_Instructions for the task_
Continue the passage on human limitations and humanity's place in creation, starting after its final sentence.

_Document passage_
━━━━━━━━
People have no part in determining their physical features, family, race, color, birth date or place, and even their own nature. Their free will also is limited. For example, their role in producing bread is insignificant when compared with that of the One Who organizes the sun, rain, and soil; a wheat seed’s germination, growth, and life; the seasons; and the mutual helping between these elements.

Besides, people did not establish the basic conditions of life— they cannot prevent hunger, thirst, and sleep. They have no authority over the cycle of day and night or their bodies; they function automatically. For example, if they had to “wind” their hearts at exactly the same hour every morning like a clock to continue living, they would certainly have forgotten to do so every day.

Another interesting fact is that from the very moment an animal is born, it seems to know what to do. As if trained in another realm, it comes (or rather is sent) into the world and acquires full possession of those functions and abilities that it needs to survive within several hours, days, or months. For example, a sparrow or a bee acquires (or rather is inspired with), in less than a month, the ability to integrate into its environment in a way that would take a human individual many years.

This reveals an important fact: Animals have no obligation or responsibility to seek perfection through learning, progress through scientific knowledge, or pursue prayer and supplication by displaying their impotence. They are obliged only to act within the bounds of their innate faculties, which is the mode of worship specified for them.

In contrast, people are born completely ignorant of life and their environment; we need to learn everything. Acquiring such knowledge requires our whole lifetime. We appear to have been sent here in such a state of weakness and inability that it takes us as long as two years even to learn how to walk, and almost a whole life to learn how to distinguish between good and evil, and what is beneficial for us and what is harmful.

Despite these basic differences, human life is the most valuable, for whatever exists was created to produce humanity. We are the fruit of the tree of creation. Just as a tree is grown for the sake of its fruit and its whole life is directed to yield this fruit, the whole universe serves humanity. Thus, each human being has the same value as the entire universe.
━━━━━━━━
_Information provided_

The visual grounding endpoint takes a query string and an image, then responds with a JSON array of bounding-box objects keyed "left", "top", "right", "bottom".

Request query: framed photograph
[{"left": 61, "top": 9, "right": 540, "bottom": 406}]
━━━━━━━━
_Reply_
One might even say that its value is greater than the universe, for each individual is equipped with consciousness and other intellectual faculties that make him or her superior to all other life forms. In one instant, the human imagination can travel throughout and far beyond the universe. We can speak; experience very complicated feelings, desires, and goals; as well as learn, think, judge, reason, and employ other living beings. Therefore, our value lies not in our physical composition and material aspect, but in the metaphysical dimension of life.

The Hand of Power that created humanity made a great “expenditure” on each human being by attaching the greatest value to them. That is, in addition to their mental and spiritual faculties that no worldly scales can weigh, It included in their physical or biological composition almost all elements of the tree of creation. Each individual’s physical or biological composition is so marvelous and expensive that if humanity joined together and built factories to produce a single cell, they would fail. When we consider only the neuron’s structure and tasks and the thousands of cords extending from the brain to each of the more than 100 million cells in a human body, we can get a glimpse of what an amazing and miraculous creation we really are.

Despite this miraculous mechanism and the expenditure made on it, our earthly life is very short. Many people die soon after birth. However, the cost for and value of each individual, regardless of how long he or she lives, is the same. So short a life, despite such a vast expenditure and having the same essential value as a long one, cannot have been made for the life itself. Nor can it be limited to this world. It must have far-reaching aims, and there must be ways to eternalize it.

Unal, Ali. The Resurrection and the Afterlife. The Light, Inc. 2006.